> _Short problem 1_
Substitute "rough bark" for "weathered bark" in the part of the records that runs from the first line through the line containing "[174, 140], [109, 134]]", and write that part out again with everything else unchanged.

> _Text to read_

After thanking Mr. Fredericks and Mr. Sinclair for their comments, Admiral Watkins announced that the next step in the meeting would be to approve the Preliminary Report, as amended by the changes outlined by Dr. Kitsos. He stated that he would entertain a motion to approve the draft Final Report. A motion was offered by Commissioner Bill Ruckelshaus and seconded by Commissioner Lillian Borrone. Admiral Watkins then announced that the Preliminary Report, as amended, constituting the draft of the Final Report, was now open for discussion.

Admiral Watkins recognized the chairs of the three working groups so that they could give a brief overview and discussion of the report, including the proposed changes and any other related matter. First, he recognized the chair of the Governance Working Group, Bill Ruckelshaus.

Commissioner Ruckelshaus thanked Admiral Watkins and remarked on the wisdom of organizing into working groups to address all of the issues before the Commission. He added how integrating the work of all the working groups resulted in a strong end result. He commented on the number of helpful comments received from the Governors and the public at large that were incorporated into the draft Final Report  that will be sent to the President and to Congress in the coming weeks.

He went on to describe how the Governance Working Group was tasked with developing recommendations related to governance, including the creation of regional ocean councils. He remarked that state reaction on this topic was intense and largely supportive. However, he also noted that more state involvement was called for and that some states cautioned against creating additional layers of bureaucracy. He replied that the role of states in the creation of regional ocean councils is crucial, and that the report has been changed to clarify this point. He added that the statute that created the Commission charged it with making recommendations for addressing the conflict and fragmentation that exists in the statutory base of agencies that address ocean and coastal issues. He stated that the purpose for creating the National Ocean Council and regional ocean councils is to bring better focus and coordination under existing regimes, and that the National Ocean Council should continue to improve coordination and pursue opportunities for consolidation. He concluded by stating that these recommendations would not be carried out without Presidential leadership and support, and that when this happens, the situation will begin to improve immediately.  

He then asked if any of the other members of the Governance Working Group would like to offer comments. Commissioner Marc Hershman remarked on Chapter 5 of the report, which addresses regional ocean governance. He stressed the importance of taking a regional approach and emphasized that this approach could involve several kinds of activities, whether it be creating regional ocean councils or building on the efforts and capabilities of the number of regional efforts that are already underway. Commissioner Lillian Borrone remarked that the regional chapter in particular was driven by the principles articulated by the Commissioners, including the principles of collaboration, regionalism, and coordination. Commissioner Andy Rosenberg seconded Commissioner Borrone’s remark about the importance of the principles, and also stressed the need to implement the flexible regional approach outlined in the report as soon as possible to make progress. Commissioner Chris Koch commented that the recommendations in the report are thoughtful, practical, and would improve obvious inadequacies in ocean governance. Commissioner Larry Dickerson seconded the comments made by Commissioners Borrone and Koch.   

Admiral Watkins thanked Commissioner Ruckelshaus and the other members of the Governance Working Group for their comments. He then recognized Commissioner Paul Sandifer, chair of the Stewardship Working Group.

> _Supplied information_
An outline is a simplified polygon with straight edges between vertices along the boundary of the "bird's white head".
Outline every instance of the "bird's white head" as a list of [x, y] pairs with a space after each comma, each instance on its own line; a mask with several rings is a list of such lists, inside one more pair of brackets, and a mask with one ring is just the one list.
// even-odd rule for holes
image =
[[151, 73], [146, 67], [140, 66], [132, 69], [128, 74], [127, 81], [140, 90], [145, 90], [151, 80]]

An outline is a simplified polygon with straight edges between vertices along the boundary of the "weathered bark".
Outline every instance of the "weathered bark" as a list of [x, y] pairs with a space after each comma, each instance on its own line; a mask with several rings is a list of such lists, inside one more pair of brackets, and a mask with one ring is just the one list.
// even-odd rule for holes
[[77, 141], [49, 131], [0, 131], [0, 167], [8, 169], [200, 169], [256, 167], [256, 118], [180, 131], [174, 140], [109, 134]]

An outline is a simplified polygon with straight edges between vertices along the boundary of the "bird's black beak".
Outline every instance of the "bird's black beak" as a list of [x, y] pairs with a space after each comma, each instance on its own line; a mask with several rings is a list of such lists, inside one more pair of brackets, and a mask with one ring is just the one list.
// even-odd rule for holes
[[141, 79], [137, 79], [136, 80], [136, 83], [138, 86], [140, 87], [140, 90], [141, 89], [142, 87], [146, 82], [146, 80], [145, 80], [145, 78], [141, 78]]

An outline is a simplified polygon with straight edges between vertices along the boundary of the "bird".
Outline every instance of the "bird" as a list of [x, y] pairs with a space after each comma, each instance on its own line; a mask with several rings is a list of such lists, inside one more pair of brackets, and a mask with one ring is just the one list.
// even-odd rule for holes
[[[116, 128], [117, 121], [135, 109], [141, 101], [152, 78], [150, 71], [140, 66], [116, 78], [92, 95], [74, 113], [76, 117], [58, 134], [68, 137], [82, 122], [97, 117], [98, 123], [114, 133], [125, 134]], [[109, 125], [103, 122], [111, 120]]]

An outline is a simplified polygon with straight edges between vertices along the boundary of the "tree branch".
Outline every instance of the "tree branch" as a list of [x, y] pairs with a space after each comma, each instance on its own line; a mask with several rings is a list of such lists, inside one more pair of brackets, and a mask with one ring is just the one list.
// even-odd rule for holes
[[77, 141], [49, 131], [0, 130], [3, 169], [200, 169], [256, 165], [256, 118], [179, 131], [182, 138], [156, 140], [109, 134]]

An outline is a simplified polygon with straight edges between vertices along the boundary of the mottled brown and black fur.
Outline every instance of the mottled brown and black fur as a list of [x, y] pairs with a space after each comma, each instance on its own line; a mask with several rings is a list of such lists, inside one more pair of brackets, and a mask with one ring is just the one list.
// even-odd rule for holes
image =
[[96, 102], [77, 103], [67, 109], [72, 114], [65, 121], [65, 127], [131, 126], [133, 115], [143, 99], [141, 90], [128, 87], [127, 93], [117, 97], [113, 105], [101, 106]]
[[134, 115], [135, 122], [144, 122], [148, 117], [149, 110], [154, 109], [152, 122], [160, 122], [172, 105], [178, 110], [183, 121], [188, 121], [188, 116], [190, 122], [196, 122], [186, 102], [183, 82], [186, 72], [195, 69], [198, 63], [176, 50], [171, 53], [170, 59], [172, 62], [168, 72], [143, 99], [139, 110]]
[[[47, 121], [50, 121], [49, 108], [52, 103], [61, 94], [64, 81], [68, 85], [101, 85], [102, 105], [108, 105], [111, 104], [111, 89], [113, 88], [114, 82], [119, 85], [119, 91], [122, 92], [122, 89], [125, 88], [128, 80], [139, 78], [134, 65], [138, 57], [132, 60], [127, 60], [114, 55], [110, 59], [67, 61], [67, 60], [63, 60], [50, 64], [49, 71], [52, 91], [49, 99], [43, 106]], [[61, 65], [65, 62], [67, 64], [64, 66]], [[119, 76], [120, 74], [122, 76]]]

> _Short problem 2_
Pick up the account of the ocean commission meeting after its last sentence and continue it.

> _Task response 1_
An outline is a simplified polygon with straight edges between vertices along the boundary of the "bird's white head".
Outline every instance of the "bird's white head" as a list of [x, y] pairs with a space after each comma, each instance on its own line; a mask with several rings is a list of such lists, inside one more pair of brackets, and a mask with one ring is just the one list.
// even-odd rule for holes
image =
[[151, 73], [146, 67], [140, 66], [132, 69], [128, 74], [127, 81], [140, 90], [145, 90], [151, 80]]

An outline is a simplified polygon with straight edges between vertices along the boundary of the "rough bark".
Outline every instance of the "rough bark" as a list of [x, y] pairs with a space after each comma, each instance on its own line; a mask with several rings is a list of such lists, inside one more pair of brackets, and a mask with one ring is just the one list.
// even-odd rule for holes
[[77, 141], [49, 131], [0, 131], [0, 167], [8, 169], [200, 169], [256, 167], [256, 118], [180, 131], [174, 140], [109, 134]]

> _Task response 2_
Commissioner Sandifer remarked that changes made to the Preliminary Report are consistent with the goals of the Stewardship Working Group. He stated that the Commission put forth thirteen guiding principles that set the stage for the Commission’s work. Three principles in particular, he remarked, guided the actions of the Stewardship Working Group: ecosystem-based management, science-based decision making, and sustainability. He commented that, although each of the working groups worked on separate issues, it became clear that Stewardship Working Group issues could not be fully discussed without also considering governance, research, and education. He expressed gratitude for the useful and provocative input received from the Governors and the public, and remarked that the draft Final Report is truly ready to be presented to the President and to Congress. He noted that the issue of living marine resources drew the most comments, and although some changes were made in response to these comments, the group feels that the report recommendations are where they need to be to recover and sustain fishery resources. He added that changes were made to improve and broaden the discussion on endangered species, marine mammals, sea turtles, and corals. He remarked that this is the beginning—and not the end—of the real work to be done to implement the Commission’s recommendations. He closed by thanking the Commission staff for all of their hard work.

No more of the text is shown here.